Records for this exercise Block Start
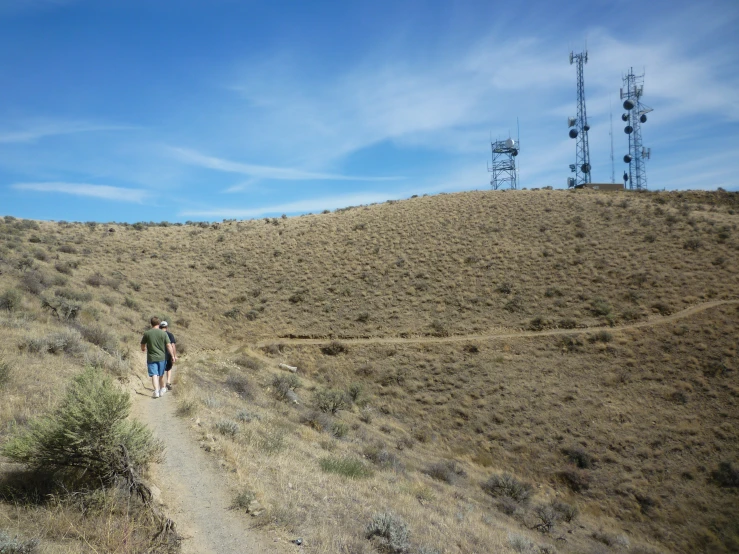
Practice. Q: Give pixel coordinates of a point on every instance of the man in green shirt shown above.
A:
(155, 343)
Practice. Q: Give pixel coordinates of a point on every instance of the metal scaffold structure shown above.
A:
(635, 178)
(579, 127)
(503, 168)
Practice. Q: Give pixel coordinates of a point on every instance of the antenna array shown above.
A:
(503, 168)
(635, 177)
(579, 127)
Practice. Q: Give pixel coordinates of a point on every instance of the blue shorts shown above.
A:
(156, 369)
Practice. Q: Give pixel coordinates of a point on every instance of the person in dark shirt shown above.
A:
(156, 344)
(171, 358)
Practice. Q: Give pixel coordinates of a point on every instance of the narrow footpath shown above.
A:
(194, 490)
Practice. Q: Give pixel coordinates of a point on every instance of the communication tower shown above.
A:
(579, 127)
(503, 168)
(635, 177)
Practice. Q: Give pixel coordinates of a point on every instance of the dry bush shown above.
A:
(331, 401)
(241, 385)
(506, 485)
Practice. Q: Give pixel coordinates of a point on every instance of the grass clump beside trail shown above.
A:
(347, 467)
(88, 434)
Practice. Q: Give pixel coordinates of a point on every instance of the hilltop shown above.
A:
(581, 342)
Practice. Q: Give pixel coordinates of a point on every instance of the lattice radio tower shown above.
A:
(503, 168)
(579, 127)
(635, 178)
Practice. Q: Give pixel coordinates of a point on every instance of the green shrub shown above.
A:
(331, 401)
(348, 467)
(14, 545)
(88, 433)
(354, 391)
(447, 471)
(5, 372)
(379, 455)
(227, 428)
(506, 485)
(10, 300)
(241, 385)
(392, 531)
(284, 385)
(64, 309)
(99, 336)
(68, 341)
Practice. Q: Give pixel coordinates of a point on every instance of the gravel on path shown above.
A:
(194, 490)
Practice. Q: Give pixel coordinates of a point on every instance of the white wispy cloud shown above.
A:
(309, 205)
(192, 157)
(119, 194)
(36, 130)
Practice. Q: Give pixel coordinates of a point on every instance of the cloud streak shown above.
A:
(301, 206)
(192, 157)
(40, 130)
(105, 192)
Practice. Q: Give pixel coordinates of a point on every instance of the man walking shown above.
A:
(155, 343)
(164, 326)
Records for this exercise Block End
* Your task:
Output the listing exactly. Leave out any image.

* Exercise solution:
Practice. Q: Give pixel coordinates of a point on every instance of the man in green shirt shown above.
A:
(155, 343)
Practice. Q: Give pixel coordinates of a point on every instance of the metal scaffold structure shown above.
A:
(635, 178)
(579, 127)
(503, 168)
Practice. Q: Give pixel coordinates of a point on every instance of the antenna array shown above.
A:
(503, 168)
(635, 177)
(579, 127)
Practice. Q: Give pixel coordinates of a point on every instance of the blue shorts shown above.
A:
(156, 369)
Practice. Q: Give pixel coordinates of a point on every instance of the person in dark shirt shown above.
A:
(156, 344)
(171, 358)
Practice. Q: Give pixel coordinates of a point on every instance of the narrow footpath shown above.
A:
(194, 490)
Practice. Q: Give pixel coordinates of a point on every instance of the communication tower shown above.
A:
(579, 127)
(503, 168)
(635, 177)
Practice. Q: Give pixel coordinates of a point on every instance of the dry bush shown above.
A:
(331, 401)
(241, 385)
(506, 485)
Practice. Q: Give pixel coordinates of a point on every instance of the grass clump beside trail shown above.
A:
(347, 467)
(88, 434)
Practice. Q: Give pixel coordinates of a point on every instance of the hilltop shown above.
A:
(581, 342)
Practice. Q: Give pixel coordinates of a point on every instance of the lattice radio tower shown above.
A:
(503, 168)
(579, 127)
(635, 178)
Practice. Q: Give pixel coordinates of a point on every instance of the green shrub shown above.
A:
(331, 401)
(348, 467)
(14, 545)
(88, 433)
(354, 391)
(447, 471)
(5, 372)
(379, 455)
(227, 428)
(506, 485)
(10, 300)
(241, 385)
(392, 531)
(284, 385)
(64, 309)
(99, 336)
(68, 341)
Practice. Q: Give pixel coordinates of a point on every instance of the gravel on path shown above.
A:
(194, 490)
Practice. Q: Give pixel coordinates of a point on every instance of the white wispy cloud shown above.
A:
(309, 205)
(192, 157)
(119, 194)
(36, 130)
Practice. Q: Give pixel coordinates of a point on every instance of the cloud streak shown above.
A:
(301, 206)
(192, 157)
(40, 130)
(105, 192)
Practice. Q: Give pixel coordinates of a point on every instance of the man walking shown above.
A:
(155, 343)
(164, 326)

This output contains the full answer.